- _Source excerpt_:
=======

Paper ID: 470
Title: Learning Multi-level Sparse Representations
Reviews

Submitted by Assigned_Reviewer_4

Q1: Comments to author(s). First provide a summary of the paper, and then address the following criteria: Quality, clarity, originality and significance. (For detailed reviewing guidelines, see http://nips.cc/PaperInformation/ReviewerInstructions)
This paper proposes a method of decomposing a matrix into a product of more than
two sparse matrices in a hierarchical manner, where the rank decreases from
the lower to higher levels. This method is called multi-level sparse matrix
factorization. One benefit of such a decomposition is that different
levels of regularization may be performed at different levels.

Overall, the general idea of multi-level sparse factorization is original and
has been clearly described.


1) Tuning

Some methods for data-driven tuning may be derived as opposed to a user-specified
values.

2) Optimization

Can something be said about convergence properties of the proposed learning
aglorithm, such as convergenec speed or computational complexity?
Q2: Please summarize your review in 1-2 sentences
An interesting and novel method.

Submitted by Assigned_Reviewer_5

Q1: Comments to author(s). First provide a summary of the paper, and then address the following criteria: Quality, clarity, originality and significance. (For detailed reviewing guidelines, see http://nips.cc/PaperInformation/ReviewerInstructions)

=======

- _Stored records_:
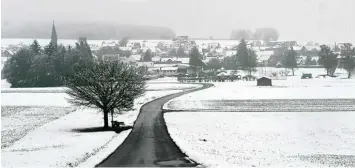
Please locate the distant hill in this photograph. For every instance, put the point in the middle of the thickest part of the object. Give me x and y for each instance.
(93, 31)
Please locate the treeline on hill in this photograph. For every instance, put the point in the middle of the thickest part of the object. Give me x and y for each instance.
(37, 67)
(265, 34)
(246, 59)
(93, 31)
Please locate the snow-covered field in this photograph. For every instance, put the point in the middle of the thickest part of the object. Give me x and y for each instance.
(65, 142)
(265, 139)
(233, 137)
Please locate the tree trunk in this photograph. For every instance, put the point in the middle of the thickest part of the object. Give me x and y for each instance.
(106, 118)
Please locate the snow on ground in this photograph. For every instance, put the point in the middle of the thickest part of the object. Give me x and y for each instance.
(16, 122)
(265, 139)
(292, 88)
(60, 143)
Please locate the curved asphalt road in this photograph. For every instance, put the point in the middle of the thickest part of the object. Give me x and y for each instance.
(149, 143)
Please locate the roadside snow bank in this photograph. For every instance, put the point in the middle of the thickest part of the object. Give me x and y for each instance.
(265, 139)
(55, 144)
(281, 89)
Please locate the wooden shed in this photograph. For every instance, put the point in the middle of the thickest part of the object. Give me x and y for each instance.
(264, 81)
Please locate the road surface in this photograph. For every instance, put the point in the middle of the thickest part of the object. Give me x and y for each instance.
(149, 143)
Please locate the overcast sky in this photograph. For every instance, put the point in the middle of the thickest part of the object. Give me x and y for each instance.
(320, 20)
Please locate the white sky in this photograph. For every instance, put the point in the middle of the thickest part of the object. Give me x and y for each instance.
(318, 20)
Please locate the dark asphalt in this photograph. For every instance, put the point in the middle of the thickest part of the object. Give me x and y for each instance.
(149, 143)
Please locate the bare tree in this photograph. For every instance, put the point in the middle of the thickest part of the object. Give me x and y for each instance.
(328, 59)
(348, 52)
(112, 87)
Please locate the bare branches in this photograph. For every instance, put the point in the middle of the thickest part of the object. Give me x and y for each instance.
(108, 86)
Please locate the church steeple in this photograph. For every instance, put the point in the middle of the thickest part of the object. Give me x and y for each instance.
(54, 38)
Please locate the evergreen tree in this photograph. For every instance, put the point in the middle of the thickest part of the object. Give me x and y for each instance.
(328, 59)
(35, 47)
(246, 57)
(214, 64)
(290, 61)
(195, 59)
(17, 69)
(230, 63)
(348, 52)
(123, 42)
(181, 52)
(54, 37)
(50, 49)
(172, 52)
(147, 55)
(85, 54)
(308, 60)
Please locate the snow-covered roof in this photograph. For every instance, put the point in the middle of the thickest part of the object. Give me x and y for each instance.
(310, 48)
(264, 55)
(136, 57)
(184, 60)
(169, 68)
(125, 48)
(156, 58)
(147, 64)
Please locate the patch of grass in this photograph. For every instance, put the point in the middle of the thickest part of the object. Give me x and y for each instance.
(18, 121)
(330, 160)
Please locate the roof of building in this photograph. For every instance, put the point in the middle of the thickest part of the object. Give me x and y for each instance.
(169, 68)
(136, 57)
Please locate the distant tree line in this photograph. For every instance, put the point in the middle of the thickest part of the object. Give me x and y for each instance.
(46, 67)
(93, 30)
(265, 34)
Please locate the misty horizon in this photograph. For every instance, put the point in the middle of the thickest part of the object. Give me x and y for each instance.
(307, 20)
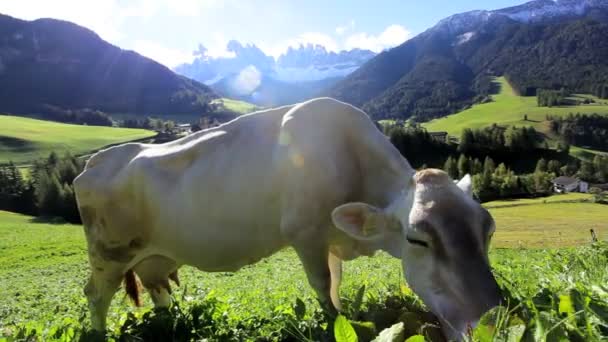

=======

- _What is needed_: List the criteria that reviewers are asked to address in Q1 of the review page. The entries stand apart from the review page and are a separate body of material.

- _Output of the task_: Quality, clarity, originality, and significance.